Stored data entries »
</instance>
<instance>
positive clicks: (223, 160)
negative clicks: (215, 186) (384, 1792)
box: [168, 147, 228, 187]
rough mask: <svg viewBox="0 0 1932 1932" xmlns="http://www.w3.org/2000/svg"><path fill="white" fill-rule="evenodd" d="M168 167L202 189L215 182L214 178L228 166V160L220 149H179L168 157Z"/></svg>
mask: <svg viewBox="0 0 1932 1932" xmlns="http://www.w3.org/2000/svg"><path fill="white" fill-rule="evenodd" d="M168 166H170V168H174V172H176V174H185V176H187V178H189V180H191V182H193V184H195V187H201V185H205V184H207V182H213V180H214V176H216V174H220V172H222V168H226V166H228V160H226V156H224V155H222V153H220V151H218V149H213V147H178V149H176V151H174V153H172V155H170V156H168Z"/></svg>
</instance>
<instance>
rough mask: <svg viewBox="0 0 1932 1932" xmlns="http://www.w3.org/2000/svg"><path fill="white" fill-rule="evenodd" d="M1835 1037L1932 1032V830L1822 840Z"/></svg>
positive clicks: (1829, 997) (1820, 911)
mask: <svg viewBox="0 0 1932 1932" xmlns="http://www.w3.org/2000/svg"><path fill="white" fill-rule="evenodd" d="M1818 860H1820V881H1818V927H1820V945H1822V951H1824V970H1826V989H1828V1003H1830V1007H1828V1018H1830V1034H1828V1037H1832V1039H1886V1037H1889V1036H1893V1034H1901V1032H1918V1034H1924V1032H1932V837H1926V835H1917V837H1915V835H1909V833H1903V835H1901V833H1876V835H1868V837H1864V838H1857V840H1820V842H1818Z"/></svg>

Try it » Find each line in the items above that contains the string "clicks" and copy those lines. Case matters.

Your solution »
positive clicks: (223, 160)
negative clicks: (215, 186) (384, 1792)
positive clicks: (1829, 997) (1820, 911)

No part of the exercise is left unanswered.